» STATED EXERCISE
Extract every record, keeping each one exactly as it is.

== DATA LISTING ==

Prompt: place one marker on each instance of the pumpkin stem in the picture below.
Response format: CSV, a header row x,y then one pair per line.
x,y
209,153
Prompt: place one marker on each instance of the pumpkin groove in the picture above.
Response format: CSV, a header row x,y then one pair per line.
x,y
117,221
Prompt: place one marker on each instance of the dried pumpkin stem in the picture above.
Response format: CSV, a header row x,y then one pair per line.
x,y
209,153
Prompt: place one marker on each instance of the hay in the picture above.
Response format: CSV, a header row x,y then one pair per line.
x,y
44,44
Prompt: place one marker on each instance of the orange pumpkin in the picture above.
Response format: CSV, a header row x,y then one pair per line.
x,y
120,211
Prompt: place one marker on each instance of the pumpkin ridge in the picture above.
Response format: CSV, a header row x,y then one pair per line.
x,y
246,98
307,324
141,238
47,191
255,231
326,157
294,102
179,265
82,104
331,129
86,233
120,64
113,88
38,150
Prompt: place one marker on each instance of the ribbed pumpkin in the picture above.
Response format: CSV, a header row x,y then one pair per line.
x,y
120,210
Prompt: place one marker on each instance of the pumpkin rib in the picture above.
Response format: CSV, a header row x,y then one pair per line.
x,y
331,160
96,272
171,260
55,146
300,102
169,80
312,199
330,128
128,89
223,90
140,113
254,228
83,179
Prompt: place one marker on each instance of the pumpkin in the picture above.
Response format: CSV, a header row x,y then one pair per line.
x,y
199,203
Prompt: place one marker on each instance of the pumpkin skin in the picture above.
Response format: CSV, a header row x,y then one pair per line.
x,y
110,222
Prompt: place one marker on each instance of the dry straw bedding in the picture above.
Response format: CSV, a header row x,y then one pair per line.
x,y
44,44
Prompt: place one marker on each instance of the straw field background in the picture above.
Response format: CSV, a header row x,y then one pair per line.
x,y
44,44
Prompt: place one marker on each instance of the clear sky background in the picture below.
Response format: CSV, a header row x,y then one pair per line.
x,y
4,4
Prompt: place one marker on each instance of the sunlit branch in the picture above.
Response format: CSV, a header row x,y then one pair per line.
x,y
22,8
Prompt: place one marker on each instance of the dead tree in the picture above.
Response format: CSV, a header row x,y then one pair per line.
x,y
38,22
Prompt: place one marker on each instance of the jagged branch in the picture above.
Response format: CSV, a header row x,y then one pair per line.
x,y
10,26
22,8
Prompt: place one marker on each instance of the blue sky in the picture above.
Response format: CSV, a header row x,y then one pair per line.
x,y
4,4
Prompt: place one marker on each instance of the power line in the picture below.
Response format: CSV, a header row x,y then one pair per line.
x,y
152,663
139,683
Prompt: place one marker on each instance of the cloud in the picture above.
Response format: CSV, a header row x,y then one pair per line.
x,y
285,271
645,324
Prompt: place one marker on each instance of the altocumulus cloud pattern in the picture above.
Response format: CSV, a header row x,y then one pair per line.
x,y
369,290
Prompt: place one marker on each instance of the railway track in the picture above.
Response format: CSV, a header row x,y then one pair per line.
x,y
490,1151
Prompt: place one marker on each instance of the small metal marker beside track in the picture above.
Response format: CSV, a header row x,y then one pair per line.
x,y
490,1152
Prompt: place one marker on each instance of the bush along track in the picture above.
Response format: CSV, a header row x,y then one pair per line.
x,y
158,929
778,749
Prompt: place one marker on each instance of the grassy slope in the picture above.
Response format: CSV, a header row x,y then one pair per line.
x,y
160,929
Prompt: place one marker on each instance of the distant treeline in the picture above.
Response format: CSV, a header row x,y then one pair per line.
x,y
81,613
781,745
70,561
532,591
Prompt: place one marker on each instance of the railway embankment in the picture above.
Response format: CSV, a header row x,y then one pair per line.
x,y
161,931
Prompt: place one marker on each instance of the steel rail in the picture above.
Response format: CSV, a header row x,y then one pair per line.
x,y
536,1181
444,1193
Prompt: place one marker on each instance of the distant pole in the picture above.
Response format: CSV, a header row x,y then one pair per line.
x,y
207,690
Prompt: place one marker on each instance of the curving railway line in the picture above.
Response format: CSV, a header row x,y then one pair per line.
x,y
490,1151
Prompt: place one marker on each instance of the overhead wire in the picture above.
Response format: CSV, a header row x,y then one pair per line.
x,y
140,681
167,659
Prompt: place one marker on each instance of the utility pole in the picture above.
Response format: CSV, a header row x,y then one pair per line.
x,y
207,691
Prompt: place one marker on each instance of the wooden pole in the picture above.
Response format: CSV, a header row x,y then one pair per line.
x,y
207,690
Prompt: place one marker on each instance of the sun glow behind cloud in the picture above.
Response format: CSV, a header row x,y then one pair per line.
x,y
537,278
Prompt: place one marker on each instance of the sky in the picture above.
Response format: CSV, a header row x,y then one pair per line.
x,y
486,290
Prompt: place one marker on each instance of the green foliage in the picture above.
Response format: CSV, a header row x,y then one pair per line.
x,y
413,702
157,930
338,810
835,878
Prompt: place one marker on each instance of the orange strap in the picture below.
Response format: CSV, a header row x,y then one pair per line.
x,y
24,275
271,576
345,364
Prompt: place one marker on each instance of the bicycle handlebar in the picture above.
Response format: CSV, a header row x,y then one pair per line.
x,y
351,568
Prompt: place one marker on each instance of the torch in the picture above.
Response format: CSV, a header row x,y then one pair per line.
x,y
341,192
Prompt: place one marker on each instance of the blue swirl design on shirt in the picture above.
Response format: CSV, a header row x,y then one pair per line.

===

» COMPLETE OUTPUT
Prompt: place one marker on each instance of the pumpkin stem in the picture below.
Response format: CSV, a header row x,y then one pair per line.
x,y
209,153
Prompt: place one marker on each instance of the pumpkin groove in the picture above.
Response format: CSV, a header row x,y then one pair per line.
x,y
117,221
Prompt: place one marker on each instance of the dried pumpkin stem in the picture above.
Response format: CSV, a header row x,y then one pair per line.
x,y
209,153
Prompt: place one marker on each instance of the hay in the picture above.
Response format: CSV, a header row x,y then one pair per line.
x,y
44,44
Prompt: place one marker on each instance of the orange pumpkin in the picture above.
Response format: CSV, a header row x,y then one pair per line.
x,y
120,211
Prompt: place one marker on each instance of the pumpkin ridge in the picture above.
Response format: CSV, a header row x,y then one pair per line.
x,y
246,98
307,324
141,238
47,191
255,231
326,157
294,102
179,265
82,104
331,129
86,233
120,64
113,88
38,150
Prompt: place one marker on each instance of the ribbed pumpkin in the picture above.
Response format: CSV, a header row x,y then one pair per line.
x,y
120,210
Prompt: place one marker on each instance of the pumpkin rib in the picture above.
Response format: CSV, a header row x,y then one pair per line.
x,y
331,160
96,272
171,260
55,146
300,102
169,80
312,199
330,128
128,89
223,90
140,113
254,228
83,179
Prompt: place one marker on each instance of the pumpkin in the picture above.
Response format: CSV, a header row x,y then one pair per line.
x,y
199,203
Prompt: place one marker on each instance of the pumpkin skin in the picture above.
Response format: CSV, a header row x,y then one pair per line.
x,y
110,222
Prompt: place one marker on each instance of the dry straw bedding in the picture above.
Response format: CSV, a header row x,y then one pair per line.
x,y
44,44
Prompt: place one marker on each instance of the straw field background in the picture above.
Response format: CSV, a header row x,y then one pair per line.
x,y
44,44
Prompt: place one marker on each instance of the clear sky background in the picture below.
Response format: CSV, a header row x,y then one pair per line.
x,y
4,4
Prompt: place one marker on each instance of the sunlit branch in the picture above.
Response format: CSV, a header row x,y then one pair per line.
x,y
22,8
Prompt: place one marker on each instance of the dead tree in the picture above.
Response format: CSV, a header row x,y then one pair per line.
x,y
38,22
Prompt: place one marker on each instance of the jagged branch in the picture above.
Response format: CSV, a header row x,y then one pair per line.
x,y
10,26
22,8
Prompt: place one marker on each instance of the blue sky in the picture above.
Response format: CSV, a header row x,y then one pair per line.
x,y
4,4
Prompt: place one marker on each instance of the power line in the picture below.
Response format: CSV, a header row x,y then one pair per line.
x,y
152,663
139,683
Prompt: place one marker on each instance of the cloud in the picture above.
Response format: CSV, a header row x,y then one pair per line.
x,y
285,271
645,324
Prompt: place one marker on each instance of the altocumulus cloud pattern in the picture above.
Response format: CSV, a header row x,y then one pair per line.
x,y
369,290
Prompt: place one marker on each instance of the railway track in the picture above.
Response format: CSV, a header row x,y then one pair per line.
x,y
490,1151
Prompt: place one marker on each instance of the small metal marker beside track in the picture above.
Response format: CSV, a header row x,y then one pair per line.
x,y
490,1152
Prompt: place one marker on each instance of the bush along track in the picture above.
Response format: CSV, a header row x,y then one pair per line.
x,y
158,929
778,749
Prompt: place one marker on each instance of the grassy slope in the picture above.
Response format: CSV, a header row x,y then one pair per line.
x,y
160,929
Prompt: place one marker on each instance of the distant treeline in the picture above.
Response format: CSV, a header row x,y then one pair per line.
x,y
81,613
781,745
70,561
532,591
Prompt: place one marker on each instance of the railway embankment in the picture above.
Response format: CSV, a header row x,y then one pair per line.
x,y
161,931
Prompt: place one marker on each instance of the steel rail in the picture above.
Response format: CSV, a header row x,y then one pair per line.
x,y
536,1181
444,1193
Prompt: place one marker on each instance of the distant pole in the picture above.
Response format: CSV, a header row x,y then one pair per line.
x,y
207,690
Prompt: place one marker on each instance of the curving railway line in the picture above.
Response format: CSV, a header row x,y then one pair per line.
x,y
490,1151
Prompt: place one marker on each instance of the overhead wire in the picture above.
Response format: CSV, a header row x,y then one pair per line.
x,y
140,681
167,659
Prompt: place one marker on each instance of the utility pole in the picture above.
Response format: CSV, a header row x,y then one pair per line.
x,y
207,691
Prompt: place one marker on each instance of the wooden pole in the picture above.
Response format: CSV, a header row x,y then one pair per line.
x,y
207,690
Prompt: place one marker on each instance of the sun glow behind cloud in the picture above.
Response format: CSV, a header row x,y then one pair per line.
x,y
537,278
Prompt: place one marker on each instance of the sky in the picture above.
Response format: CSV, a header row x,y then one pair per line.
x,y
486,290
Prompt: place one marker on each instance of the green foliage in the picture above.
Response format: CSV, a header row x,y then one pair per line.
x,y
413,702
157,930
338,810
835,878
Prompt: place one marker on each instance of the orange strap in the picture below.
Response format: CSV, a header row x,y then one pair per line.
x,y
24,275
271,576
345,364
Prompt: place one marker on each instance of the bicycle handlebar in the picture above.
Response format: CSV, a header row x,y then one pair per line.
x,y
351,568
Prompt: place one marker on each instance of the torch in the picture above.
Response format: CSV, a header row x,y then one pair per line.
x,y
341,192
Prompt: place one marker on each instance of the blue swirl design on shirt in the picture above.
Response format: CSV, a header row x,y then one pair per line.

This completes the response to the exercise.